-- STATED TASK --
Reproduce the records starting at the beginning and ending at the line containing "<point>114,254</point>", substituting "label" for every occurrence of "tag" and leaving everything else unchanged.

-- MATERIAL FOR THIS TASK --
..............................
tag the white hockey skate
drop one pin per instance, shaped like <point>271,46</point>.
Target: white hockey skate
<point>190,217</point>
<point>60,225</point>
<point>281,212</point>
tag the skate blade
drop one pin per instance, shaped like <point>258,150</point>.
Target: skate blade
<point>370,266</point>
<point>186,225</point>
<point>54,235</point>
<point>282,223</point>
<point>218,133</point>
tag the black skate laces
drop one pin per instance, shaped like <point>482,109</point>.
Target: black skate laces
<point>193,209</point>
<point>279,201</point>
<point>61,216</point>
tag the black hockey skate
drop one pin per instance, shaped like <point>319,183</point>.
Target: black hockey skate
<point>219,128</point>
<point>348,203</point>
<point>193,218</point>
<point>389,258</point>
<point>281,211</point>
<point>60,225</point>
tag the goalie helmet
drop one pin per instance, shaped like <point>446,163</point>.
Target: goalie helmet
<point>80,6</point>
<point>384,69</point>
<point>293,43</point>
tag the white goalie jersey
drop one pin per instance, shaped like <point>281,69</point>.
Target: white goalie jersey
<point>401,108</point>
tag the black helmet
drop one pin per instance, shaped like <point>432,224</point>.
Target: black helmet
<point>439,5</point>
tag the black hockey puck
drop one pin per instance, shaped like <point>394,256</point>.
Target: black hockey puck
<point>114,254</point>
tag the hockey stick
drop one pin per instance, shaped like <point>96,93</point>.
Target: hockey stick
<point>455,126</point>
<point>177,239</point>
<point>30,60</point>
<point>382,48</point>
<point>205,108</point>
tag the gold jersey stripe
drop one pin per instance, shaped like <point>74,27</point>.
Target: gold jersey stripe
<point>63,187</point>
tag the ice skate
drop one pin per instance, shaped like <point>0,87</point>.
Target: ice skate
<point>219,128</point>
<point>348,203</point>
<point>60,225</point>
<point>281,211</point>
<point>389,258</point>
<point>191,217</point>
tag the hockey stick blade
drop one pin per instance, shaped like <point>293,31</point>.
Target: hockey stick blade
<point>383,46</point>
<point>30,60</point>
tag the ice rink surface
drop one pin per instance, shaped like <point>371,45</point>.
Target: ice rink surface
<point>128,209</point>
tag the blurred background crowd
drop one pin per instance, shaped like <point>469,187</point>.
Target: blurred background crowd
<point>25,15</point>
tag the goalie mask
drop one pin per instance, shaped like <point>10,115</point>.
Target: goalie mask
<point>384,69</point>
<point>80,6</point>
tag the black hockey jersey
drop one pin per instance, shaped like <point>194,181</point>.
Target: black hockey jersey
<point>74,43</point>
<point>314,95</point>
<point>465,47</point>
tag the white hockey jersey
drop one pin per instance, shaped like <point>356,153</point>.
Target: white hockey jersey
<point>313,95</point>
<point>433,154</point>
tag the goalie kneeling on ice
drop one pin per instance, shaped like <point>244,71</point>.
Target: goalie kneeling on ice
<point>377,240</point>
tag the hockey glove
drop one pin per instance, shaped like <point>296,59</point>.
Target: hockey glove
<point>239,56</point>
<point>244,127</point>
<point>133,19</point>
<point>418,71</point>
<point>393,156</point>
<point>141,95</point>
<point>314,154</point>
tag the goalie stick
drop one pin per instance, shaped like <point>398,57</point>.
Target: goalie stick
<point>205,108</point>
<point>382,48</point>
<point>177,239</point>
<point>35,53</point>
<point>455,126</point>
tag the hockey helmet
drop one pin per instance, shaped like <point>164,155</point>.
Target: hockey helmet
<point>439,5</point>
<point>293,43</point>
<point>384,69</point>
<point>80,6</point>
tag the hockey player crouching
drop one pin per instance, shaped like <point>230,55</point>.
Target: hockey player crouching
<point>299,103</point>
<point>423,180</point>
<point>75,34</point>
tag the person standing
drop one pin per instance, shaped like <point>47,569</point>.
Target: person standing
..............................
-- SOLUTION FOR THIS TASK --
label the white hockey skate
drop one pin per instance, shaped like <point>271,46</point>.
Target: white hockey skate
<point>190,217</point>
<point>60,225</point>
<point>281,212</point>
label the skate blade
drop one pin per instance, shaped like <point>258,150</point>.
Target: skate blade
<point>370,266</point>
<point>186,225</point>
<point>54,235</point>
<point>282,223</point>
<point>218,133</point>
label the black skate laces
drop one pin per instance, shaped like <point>482,109</point>.
Target: black skate laces
<point>193,209</point>
<point>279,201</point>
<point>61,216</point>
label the black hockey skate
drop one pin per instance, shaped like <point>319,183</point>.
Target: black hockey skate
<point>219,128</point>
<point>348,203</point>
<point>193,218</point>
<point>389,258</point>
<point>281,211</point>
<point>60,225</point>
label the goalie helmet
drop one pin per instance, shaped like <point>446,163</point>.
Target: goalie helmet
<point>80,6</point>
<point>384,69</point>
<point>293,43</point>
label the white goalie jersey
drop one pin per instance, shaped like <point>281,69</point>.
Target: white goalie jersey
<point>401,108</point>
label the black helmet
drop one pin per instance, shaped like <point>432,224</point>.
Target: black helmet
<point>439,5</point>
label the black hockey puck
drop one pin per instance, shaped like <point>394,256</point>.
Target: black hockey puck
<point>114,254</point>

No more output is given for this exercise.